_WHAT YOU NEED TO DO_
Each line below from the one containing "Target: car seat" through the one containing "Every instance of the black seat" is to be given again exactly, and no line outside that span.

_MATERIAL FOR THE TASK_
.....
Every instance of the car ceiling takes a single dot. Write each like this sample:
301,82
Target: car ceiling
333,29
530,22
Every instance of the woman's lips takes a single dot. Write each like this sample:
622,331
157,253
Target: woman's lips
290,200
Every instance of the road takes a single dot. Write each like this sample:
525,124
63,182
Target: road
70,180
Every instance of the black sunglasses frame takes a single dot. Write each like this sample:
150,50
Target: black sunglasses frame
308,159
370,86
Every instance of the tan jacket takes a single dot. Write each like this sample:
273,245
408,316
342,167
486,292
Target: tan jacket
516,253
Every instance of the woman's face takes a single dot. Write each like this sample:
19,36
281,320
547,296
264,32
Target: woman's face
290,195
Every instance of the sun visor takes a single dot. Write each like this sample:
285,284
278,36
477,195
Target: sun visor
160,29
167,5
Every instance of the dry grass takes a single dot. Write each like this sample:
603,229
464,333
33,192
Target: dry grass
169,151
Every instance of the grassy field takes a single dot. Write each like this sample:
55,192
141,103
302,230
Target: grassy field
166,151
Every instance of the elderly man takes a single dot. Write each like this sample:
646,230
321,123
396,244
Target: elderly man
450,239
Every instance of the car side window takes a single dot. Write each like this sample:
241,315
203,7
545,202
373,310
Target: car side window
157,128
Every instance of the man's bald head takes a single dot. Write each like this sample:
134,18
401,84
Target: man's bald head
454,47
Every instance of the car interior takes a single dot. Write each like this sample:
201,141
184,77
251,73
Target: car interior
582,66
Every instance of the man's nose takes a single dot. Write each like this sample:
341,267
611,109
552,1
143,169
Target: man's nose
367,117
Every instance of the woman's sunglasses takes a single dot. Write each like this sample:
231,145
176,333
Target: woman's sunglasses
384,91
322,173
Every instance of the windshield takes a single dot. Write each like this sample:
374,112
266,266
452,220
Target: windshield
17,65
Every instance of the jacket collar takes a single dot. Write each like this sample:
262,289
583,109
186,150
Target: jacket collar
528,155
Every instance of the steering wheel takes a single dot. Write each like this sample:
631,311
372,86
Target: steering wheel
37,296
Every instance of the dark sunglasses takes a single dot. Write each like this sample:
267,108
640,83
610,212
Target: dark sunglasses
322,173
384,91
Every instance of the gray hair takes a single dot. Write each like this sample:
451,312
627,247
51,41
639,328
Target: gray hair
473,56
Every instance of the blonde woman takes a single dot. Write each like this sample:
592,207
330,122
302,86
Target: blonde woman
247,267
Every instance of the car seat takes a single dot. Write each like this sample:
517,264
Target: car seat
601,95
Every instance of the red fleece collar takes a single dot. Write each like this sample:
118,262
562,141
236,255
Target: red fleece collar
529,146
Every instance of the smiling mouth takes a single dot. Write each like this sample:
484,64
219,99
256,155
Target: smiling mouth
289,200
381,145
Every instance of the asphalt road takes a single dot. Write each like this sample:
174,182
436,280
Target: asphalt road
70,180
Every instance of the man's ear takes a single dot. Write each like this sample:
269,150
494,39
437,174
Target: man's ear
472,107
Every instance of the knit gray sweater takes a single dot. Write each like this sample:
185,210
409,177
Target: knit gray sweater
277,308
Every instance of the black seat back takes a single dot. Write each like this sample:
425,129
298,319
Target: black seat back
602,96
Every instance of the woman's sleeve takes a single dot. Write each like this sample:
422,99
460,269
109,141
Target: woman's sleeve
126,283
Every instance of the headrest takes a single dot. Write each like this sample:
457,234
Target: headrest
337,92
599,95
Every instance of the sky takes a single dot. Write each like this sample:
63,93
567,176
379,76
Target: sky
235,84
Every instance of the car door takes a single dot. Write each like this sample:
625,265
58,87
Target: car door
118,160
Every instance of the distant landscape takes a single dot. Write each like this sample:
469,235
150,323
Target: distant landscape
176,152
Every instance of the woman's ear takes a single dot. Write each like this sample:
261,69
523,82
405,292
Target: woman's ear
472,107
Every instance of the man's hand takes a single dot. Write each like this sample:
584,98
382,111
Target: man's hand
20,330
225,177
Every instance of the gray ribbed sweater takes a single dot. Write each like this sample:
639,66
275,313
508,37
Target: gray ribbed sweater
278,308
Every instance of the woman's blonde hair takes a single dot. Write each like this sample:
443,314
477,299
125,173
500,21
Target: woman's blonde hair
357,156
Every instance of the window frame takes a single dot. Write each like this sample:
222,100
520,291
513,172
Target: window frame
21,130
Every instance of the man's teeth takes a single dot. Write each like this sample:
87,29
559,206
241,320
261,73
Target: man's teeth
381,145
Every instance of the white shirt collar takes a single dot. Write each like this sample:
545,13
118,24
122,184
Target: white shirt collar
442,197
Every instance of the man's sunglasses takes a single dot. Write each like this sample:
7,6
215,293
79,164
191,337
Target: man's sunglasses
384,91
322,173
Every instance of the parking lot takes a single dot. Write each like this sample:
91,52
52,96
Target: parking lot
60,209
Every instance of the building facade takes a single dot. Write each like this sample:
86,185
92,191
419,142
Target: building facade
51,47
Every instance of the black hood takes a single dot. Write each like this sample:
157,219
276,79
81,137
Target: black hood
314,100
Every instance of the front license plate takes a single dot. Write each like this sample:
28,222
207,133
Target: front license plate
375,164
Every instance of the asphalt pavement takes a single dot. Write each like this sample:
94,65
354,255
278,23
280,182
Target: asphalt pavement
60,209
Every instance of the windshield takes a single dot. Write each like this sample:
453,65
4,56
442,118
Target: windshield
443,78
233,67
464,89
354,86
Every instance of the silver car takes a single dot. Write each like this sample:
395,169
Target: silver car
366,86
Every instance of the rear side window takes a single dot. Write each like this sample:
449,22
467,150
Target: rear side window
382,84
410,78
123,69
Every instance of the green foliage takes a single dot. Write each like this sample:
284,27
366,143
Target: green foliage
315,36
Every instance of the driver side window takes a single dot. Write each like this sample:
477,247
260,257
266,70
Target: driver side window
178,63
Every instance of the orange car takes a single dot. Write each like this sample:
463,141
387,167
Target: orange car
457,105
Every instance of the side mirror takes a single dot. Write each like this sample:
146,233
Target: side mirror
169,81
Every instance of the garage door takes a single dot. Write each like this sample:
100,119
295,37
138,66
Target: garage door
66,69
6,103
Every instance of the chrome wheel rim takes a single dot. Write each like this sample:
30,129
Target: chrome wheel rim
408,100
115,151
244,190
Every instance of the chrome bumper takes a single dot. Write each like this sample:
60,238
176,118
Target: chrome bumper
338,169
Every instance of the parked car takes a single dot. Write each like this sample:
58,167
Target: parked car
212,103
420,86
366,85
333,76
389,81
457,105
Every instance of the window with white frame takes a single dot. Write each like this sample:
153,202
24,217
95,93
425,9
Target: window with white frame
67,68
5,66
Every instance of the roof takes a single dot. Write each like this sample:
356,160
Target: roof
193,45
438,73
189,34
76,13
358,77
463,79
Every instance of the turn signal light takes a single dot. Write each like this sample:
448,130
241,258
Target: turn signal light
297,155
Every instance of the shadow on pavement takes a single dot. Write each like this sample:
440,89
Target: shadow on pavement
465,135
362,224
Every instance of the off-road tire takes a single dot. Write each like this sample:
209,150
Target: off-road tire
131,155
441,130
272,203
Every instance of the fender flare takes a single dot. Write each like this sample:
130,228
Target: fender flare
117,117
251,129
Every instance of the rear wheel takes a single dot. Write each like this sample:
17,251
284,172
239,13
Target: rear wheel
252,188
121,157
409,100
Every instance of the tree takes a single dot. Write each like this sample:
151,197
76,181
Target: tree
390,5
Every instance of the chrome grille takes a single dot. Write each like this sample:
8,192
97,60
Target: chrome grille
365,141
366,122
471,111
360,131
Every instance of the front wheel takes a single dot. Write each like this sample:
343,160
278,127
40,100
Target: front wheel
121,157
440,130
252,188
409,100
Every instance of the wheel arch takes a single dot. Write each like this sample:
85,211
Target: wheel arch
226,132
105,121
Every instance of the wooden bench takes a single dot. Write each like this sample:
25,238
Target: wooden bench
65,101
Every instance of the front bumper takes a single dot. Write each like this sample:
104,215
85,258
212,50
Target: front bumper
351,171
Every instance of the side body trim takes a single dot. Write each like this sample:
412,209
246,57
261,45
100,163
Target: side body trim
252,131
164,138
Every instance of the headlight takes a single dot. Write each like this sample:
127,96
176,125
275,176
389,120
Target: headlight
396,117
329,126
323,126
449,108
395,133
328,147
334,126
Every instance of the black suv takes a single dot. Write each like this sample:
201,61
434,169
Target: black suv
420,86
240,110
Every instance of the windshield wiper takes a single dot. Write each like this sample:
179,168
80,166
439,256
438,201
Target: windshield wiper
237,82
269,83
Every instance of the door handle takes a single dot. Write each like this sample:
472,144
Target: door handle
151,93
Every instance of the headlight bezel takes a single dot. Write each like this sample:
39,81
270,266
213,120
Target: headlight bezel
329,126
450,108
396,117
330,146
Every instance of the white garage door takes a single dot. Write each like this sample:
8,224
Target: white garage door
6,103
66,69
.....
_ANSWER SPACE_
Target: car seat
601,95
Every instance of the red fleece collar takes a single dot. Write each like this sample:
118,262
562,141
236,255
Target: red fleece collar
529,146
Every instance of the smiling mouth takes a single dot. Write each like this sample:
484,64
219,99
256,155
Target: smiling mouth
289,200
381,145
Every instance of the asphalt road takes a single dot. Write each like this sample:
174,182
436,280
Target: asphalt road
70,180
Every instance of the man's ear takes a single dot. Write each like this sample:
269,150
494,39
437,174
Target: man's ear
472,107
Every instance of the knit gray sweater takes a single dot. Write each like this sample:
185,210
409,177
Target: knit gray sweater
277,308
Every instance of the black seat back takes a single dot. Write each like this sample:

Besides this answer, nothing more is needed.